#### Text for analysis:
•••••

For more than a year, Vox's Sarah Kliff has been investigating hospital price-gouging in America, collecting hospital bills from her readers and comparing them, chasing up anomalies and pulling on threads, producing a stream of outstanding reports on her findings.
In her latest installment, Kliff digs deep into the famously bizarre world of ER bills and points out some of the most egregious ways in which these are rigged.
For example, if you are injured and also financially precarious, you might travel to a more distant ER just to be sure that the hospital you're visiting is in-network for your insurer, but that means nothing. "In-network" ERs often staff "out-of-network" doctors, and there is no way to find out whether the doctor treating you is covered by your insurer until you get the bill: one of Kliff's readers got bills for $8,000 from an out-of-network surgeon who treated his broken jaw at an in-network hospital.
And much of the care you receive at an ER is subject to bizarre price gouging: one of Kliff's readers was charged $238 for two drops of the generic eyedrop ofloxacin which retails for $15/vial; the routine pregnancy test that ERs administer to women of childbearing years can cost up to $465, enough to buy 84 pregnancy kits at the pharmacy; and one Seattle hospital charged $76 for a squirt of generic neosporin. Not all hospitals gouge on all drugs, and many of these drugs are not being administered for urgent health problems — a halfway honest hospital could advise a patient, "We charge $238 for this eyedrop, why don't you pick up a bottle for $15 next door and administer it yourself?"
Finally, Kliff uncovers wild variability in the "ER facility fee," which is a cover-charge you're assessed just for walking in the door at an ER. One of Kliff's readers paid $5,751 for sitting in a hospital waiting room with an ice-pack and a bandage while waiting to see a doctor, but who left because she was feeling better and didn't need care after all. Kliff's work reveals that these "facility fees" are rising at twice the rate of other health charges, with no rhyme or reason.
All of this refers to people who come into the ER under their own power, out of an abundance of caution — for example, my daughter recently broke her collarbone, but we didn't know that until we went to the ER for an X-ray, and if we'd less prudent, we could have iced it and made a regular doctor's appointment for the next day, leaving her untreated and undiagnosed. But of course, ERs treat large numbers of people who are unconscious or in agony when they arrive, either on their own or on an ambulance gurney. These patients can't possibly be expected to shop around, to demand to know whether their medicines are medically necessary (I once had a small eye injury that I went to get checked out on a Sunday just in case and had to stop the nurses from pumping me full of IV dramamine just in case it turned out I would need neurosurgery!), to evaluate whether the doctors are in- or out-of-network, and so on.

•••••

#### Information supplied:
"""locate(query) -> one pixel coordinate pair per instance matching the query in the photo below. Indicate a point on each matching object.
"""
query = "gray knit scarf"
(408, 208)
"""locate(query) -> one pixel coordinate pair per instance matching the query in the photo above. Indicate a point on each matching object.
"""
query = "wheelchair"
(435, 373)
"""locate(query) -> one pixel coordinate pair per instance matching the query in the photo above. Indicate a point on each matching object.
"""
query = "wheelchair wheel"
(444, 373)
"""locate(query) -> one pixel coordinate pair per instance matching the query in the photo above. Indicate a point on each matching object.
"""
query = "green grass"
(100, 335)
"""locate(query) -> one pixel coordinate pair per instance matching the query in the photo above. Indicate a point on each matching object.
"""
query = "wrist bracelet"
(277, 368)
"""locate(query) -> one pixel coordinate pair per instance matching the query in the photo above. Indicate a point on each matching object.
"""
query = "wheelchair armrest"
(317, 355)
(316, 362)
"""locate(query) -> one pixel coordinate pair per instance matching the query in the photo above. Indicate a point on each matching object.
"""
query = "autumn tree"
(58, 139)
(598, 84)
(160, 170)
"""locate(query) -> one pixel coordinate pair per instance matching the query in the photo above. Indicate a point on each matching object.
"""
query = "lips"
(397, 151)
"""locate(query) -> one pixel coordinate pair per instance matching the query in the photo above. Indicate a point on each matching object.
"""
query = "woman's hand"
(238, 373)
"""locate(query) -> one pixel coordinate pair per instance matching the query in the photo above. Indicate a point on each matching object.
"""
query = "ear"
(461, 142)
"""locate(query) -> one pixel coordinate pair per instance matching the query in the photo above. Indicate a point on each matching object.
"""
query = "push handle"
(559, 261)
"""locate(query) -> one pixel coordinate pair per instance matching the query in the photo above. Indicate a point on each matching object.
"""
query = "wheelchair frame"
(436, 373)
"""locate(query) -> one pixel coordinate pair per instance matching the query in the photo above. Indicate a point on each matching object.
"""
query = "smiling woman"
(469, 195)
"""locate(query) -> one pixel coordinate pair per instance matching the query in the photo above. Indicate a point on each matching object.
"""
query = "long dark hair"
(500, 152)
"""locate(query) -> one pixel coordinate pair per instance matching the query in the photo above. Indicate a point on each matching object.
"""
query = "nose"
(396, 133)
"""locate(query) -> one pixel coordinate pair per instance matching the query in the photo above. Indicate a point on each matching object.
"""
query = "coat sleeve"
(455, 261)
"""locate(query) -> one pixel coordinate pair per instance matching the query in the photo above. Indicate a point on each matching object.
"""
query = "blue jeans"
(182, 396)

•••••

#### Activities:
- A) List every dollar amount in the piece on ER bills, each with what it refers to.
- B) Pick up the piece on ER bills after its last sentence and keep it going.
The rows have nothing to do with the work here.

#### Answers to each task:
- A)
- $8,000: bills from an out-of-network surgeon who treated a reader's broken jaw at an in-network hospital
- $238: the charge for two drops of the generic eyedrop ofloxacin
- $15: the retail price of a vial of ofloxacin
- $465: the most a routine ER pregnancy test can cost
- $76: what one Seattle hospital charged for a squirt of generic neosporin
- $5,751: what a reader paid for sitting in a hospital waiting room with an ice-pack and a bandage

- B)
(We ended up paying $2,400 out of pocket for our daughter's ER visit, including $2.50 for a generic tylenol, despite having gold-plated insurance from Cigna)
Kliff's work reveals the whole story of "market based medicine" to be a fiction. Markets are regulated zones where consumers compare the offerings of producers and make purchase choices based on their information. To call being wheeled unconscious into an ER and raced into an operating theater and then presented with a bill months later a "market transaction" is to make a terribly, grisly joke.
It's as good an argument for Medicare for All and single-payer health care as you could ask for.
Most patients who have successfully negotiated down a bill tell me it wasn't easy. Erin Floyd from Florida told me about her experience reducing two of her daughter's bills — one by 90 percent and one by 45 percent — through a combination of financial aid and prompt care discounts.
On the one hand, she was happy to have the bills lowered. In total, she ended up saving $4,369. On the other hand, the whole process was exhausting. There were lots of phone calls and faxes involved.
"I spent at least three hours on the phone working on this," she says. "I was scanning, faxing, emailing, all while I was at work." Over email, she described it as an "incredibly stressful and long process."
And then there are, as Slate has noted, patients who have had their bills reversed after journalists wrote about them. Our project, for example, has resulted in $45,107 in medical bills being reversed after Vox began inquiring about those charges.
But for all of investigative journalism's merits, reporters writing about medical bills isn't a great solution for the health care system's woes.